**Goal of the exercise**
Return every line in the listing below that contains the word "crops". Match upper and lower case.

**Material provided**
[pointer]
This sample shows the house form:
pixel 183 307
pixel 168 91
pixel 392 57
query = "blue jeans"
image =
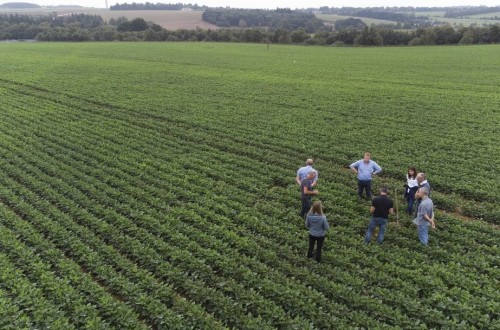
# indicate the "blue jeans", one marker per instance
pixel 367 185
pixel 312 241
pixel 306 206
pixel 411 199
pixel 382 223
pixel 423 234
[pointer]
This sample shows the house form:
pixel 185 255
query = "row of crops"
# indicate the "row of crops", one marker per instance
pixel 153 189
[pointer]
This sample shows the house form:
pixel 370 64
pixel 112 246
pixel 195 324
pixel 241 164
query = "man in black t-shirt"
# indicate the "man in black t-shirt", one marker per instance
pixel 306 191
pixel 381 207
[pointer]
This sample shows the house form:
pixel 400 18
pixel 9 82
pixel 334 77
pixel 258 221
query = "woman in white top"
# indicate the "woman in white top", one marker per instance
pixel 411 188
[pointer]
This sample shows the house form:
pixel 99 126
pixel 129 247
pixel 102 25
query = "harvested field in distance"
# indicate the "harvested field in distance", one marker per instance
pixel 152 186
pixel 169 19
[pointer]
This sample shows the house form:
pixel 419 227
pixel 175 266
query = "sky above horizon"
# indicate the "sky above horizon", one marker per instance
pixel 271 4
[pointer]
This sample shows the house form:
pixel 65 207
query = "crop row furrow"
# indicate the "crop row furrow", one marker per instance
pixel 139 118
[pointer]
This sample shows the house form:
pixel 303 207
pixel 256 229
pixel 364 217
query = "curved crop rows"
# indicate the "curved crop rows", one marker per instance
pixel 165 197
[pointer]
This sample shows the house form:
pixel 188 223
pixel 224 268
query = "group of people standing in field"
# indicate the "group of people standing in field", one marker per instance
pixel 417 193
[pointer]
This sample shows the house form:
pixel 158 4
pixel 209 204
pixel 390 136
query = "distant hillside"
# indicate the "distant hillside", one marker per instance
pixel 19 5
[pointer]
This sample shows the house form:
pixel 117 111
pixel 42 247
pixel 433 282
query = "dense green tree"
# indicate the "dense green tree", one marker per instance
pixel 369 37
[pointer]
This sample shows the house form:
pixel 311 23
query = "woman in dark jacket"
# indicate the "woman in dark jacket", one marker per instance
pixel 318 226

**Correct response**
query = "row of crops"
# indicate the "row of crops", one marker per instance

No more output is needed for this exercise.